DOCUMENT SEGMENT:
-------------------------
Here are some of the open source tools that I’ve been messing around with. Feel free to check them out, spin them up locally, and let me know what you think:

  • Excalidraw - A NodeJS based diagramming program. You can create diagrams that look like they were white boarded. Create the diagrams on the website and export them as a file or you can run Excalidraw in a docker container and work locally. Not as collaborative as other programs out there, but it is open source and nice to work on for a presentation. It also gives your work a pre-COVID feel, when we used to do this on whiteboards in a conference room.

  • Backstage - A service catalogue tool released by Spotify. This is a CNCF incubating project that lets you aggregate EVERYTHING about your product, from getting started guidelines to launching your app to supporting it. I just found this gem and haven't had a chance to try it out, but there are huge implications for this if it integrates well.

  • Cryptpad - A privacy-centric collaboration suite. This is what you use if you don't want Google to have your docs. They claim to keep no personal data if you use their cloud offering, but you can also host this yourself as it is completely open source. This is not as fully featured as Google for workspaces, but it does have some basic tools. They also accept BTC for payment if you want to get the premium package which basically gives you more storage. Great for techies who like to write everything in Markdown.

  • Dagger - A portable DevKit for CI/CD pipelines from the founders of Docker. Lookout Gitlab, Dagger's coming for ya! Actually, this is supposed to compliment other CI tools, and this seems to be a great option to test your CI pipelines locally and easily move that to your CI service of choice. Like Docker, it is supposed to run anywhere.

  • Obsidian - A knowledge base tool that renders markdown files into visualizations. Since this is a very visual tool, a blog post does not do it justice. I recommend visiting the website, downloading it and taking it for a test drive. This is a really fun tool for anyone who likes to take notes or write documentation in markdown.
-------------------------
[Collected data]
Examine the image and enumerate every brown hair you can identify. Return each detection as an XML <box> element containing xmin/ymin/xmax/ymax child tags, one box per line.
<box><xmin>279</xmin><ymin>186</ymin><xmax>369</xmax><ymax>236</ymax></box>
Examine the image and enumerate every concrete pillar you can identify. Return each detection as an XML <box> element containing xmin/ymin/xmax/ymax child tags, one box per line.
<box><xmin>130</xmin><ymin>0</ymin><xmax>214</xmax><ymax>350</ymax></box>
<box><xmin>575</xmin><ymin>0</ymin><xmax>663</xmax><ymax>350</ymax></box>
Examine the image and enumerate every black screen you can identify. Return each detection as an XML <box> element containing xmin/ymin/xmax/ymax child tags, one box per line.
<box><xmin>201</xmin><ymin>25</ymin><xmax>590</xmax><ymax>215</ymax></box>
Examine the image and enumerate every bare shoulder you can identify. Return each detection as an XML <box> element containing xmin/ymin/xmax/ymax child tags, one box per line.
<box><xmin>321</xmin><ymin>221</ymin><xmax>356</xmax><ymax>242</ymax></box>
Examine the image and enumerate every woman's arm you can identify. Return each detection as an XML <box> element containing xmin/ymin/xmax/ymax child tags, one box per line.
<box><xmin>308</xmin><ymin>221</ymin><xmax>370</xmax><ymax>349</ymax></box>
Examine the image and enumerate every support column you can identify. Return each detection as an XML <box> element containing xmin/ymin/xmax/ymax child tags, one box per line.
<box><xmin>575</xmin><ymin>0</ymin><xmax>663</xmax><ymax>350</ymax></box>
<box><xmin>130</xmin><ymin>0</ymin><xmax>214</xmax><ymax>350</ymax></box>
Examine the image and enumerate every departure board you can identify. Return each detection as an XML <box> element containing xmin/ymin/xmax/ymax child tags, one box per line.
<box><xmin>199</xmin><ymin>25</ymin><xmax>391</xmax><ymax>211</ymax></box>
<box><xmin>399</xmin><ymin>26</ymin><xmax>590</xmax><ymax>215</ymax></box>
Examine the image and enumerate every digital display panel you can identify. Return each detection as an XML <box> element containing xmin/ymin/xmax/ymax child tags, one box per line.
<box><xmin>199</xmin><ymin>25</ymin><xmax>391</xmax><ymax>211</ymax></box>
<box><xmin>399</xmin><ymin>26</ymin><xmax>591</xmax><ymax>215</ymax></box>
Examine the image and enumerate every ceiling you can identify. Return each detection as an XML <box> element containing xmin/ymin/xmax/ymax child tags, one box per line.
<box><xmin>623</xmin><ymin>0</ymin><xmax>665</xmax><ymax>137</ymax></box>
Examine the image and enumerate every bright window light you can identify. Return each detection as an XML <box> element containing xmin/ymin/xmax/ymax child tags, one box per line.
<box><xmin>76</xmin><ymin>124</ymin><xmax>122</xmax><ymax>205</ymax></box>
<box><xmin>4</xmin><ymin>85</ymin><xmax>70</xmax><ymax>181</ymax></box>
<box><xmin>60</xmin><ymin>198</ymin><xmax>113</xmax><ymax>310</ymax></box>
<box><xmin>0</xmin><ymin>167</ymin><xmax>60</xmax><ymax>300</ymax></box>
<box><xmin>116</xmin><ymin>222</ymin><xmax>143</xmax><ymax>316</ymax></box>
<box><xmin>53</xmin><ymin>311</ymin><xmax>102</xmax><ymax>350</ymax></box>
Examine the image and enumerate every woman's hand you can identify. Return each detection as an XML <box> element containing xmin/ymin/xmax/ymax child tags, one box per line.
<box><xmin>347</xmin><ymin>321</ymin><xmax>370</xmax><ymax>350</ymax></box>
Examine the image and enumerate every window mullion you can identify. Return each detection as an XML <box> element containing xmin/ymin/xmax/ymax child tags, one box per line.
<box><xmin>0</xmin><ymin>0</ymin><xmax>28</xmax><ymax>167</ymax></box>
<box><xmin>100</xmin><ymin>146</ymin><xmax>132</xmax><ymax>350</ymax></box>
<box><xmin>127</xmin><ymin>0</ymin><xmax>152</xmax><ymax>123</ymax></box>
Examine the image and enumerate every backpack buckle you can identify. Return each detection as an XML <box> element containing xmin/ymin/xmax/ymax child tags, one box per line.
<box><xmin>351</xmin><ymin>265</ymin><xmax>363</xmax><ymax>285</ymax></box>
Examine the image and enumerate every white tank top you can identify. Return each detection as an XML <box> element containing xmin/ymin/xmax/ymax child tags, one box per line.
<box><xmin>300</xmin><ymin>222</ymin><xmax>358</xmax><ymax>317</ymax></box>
-------------------------
PROBLEMS AND TASKS:
A. Please list every tool that the open source tools text describes.
B. Retype the open source tools text word for word, everything from "Here are some" down to "a conference room.".
Use only the open source tools text to answer; the rows are not needed.

ANSWERS TO THE TASKS:
A. Excalidraw, Backstage, Cryptpad, Dagger, Obsidian

B.
Here are some of the open source tools that I’ve been messing around with. Feel free to check them out, spin them up locally, and let me know what you think:

  • Excalidraw - A NodeJS based diagramming program. You can create diagrams that look like they were white boarded. Create the diagrams on the website and export them as a file or you can run Excalidraw in a docker container and work locally. Not as collaborative as other programs out there, but it is open source and nice to work on for a presentation. It also gives your work a pre-COVID feel, when we used to do this on whiteboards in a conference room.